Stored data entries:
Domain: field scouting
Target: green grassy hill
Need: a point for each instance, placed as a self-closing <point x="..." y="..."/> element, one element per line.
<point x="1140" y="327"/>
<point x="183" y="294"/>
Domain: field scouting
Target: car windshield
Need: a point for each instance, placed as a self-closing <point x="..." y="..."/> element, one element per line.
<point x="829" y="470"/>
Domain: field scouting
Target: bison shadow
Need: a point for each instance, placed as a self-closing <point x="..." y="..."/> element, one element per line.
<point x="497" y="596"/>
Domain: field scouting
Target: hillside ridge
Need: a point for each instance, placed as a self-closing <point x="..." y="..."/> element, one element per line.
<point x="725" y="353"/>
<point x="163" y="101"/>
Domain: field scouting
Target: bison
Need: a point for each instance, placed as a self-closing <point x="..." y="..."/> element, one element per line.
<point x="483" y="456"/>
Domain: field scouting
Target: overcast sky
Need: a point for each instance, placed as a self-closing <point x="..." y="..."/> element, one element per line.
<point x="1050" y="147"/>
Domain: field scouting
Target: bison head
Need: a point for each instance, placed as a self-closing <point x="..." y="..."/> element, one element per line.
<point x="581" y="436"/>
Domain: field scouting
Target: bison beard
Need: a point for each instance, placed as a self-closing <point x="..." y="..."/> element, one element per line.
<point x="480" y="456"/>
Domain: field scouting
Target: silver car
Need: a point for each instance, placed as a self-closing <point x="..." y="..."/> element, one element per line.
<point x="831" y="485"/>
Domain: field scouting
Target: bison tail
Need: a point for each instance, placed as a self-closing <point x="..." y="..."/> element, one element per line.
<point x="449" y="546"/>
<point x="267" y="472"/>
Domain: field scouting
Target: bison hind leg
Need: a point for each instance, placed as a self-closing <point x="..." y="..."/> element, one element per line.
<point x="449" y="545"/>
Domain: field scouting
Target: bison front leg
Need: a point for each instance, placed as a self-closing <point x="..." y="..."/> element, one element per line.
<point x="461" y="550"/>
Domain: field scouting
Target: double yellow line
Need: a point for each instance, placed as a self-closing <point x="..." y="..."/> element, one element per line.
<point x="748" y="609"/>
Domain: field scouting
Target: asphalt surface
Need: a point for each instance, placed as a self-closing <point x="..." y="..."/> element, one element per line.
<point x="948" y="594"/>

Brief: Reproduce exactly every line that sits between the start of the entries and the line bearing "Target: bison shadow", counting both of those lines.

Answer space:
Domain: field scouting
Target: green grassy hill
Need: a point for each instance, placed as a self-closing <point x="..." y="..."/> element, one element per line.
<point x="1140" y="327"/>
<point x="183" y="294"/>
Domain: field scouting
Target: car windshield
Need: a point for each instance, placed as a self-closing <point x="..." y="..."/> element, one element per line.
<point x="829" y="470"/>
Domain: field scouting
Target: bison shadow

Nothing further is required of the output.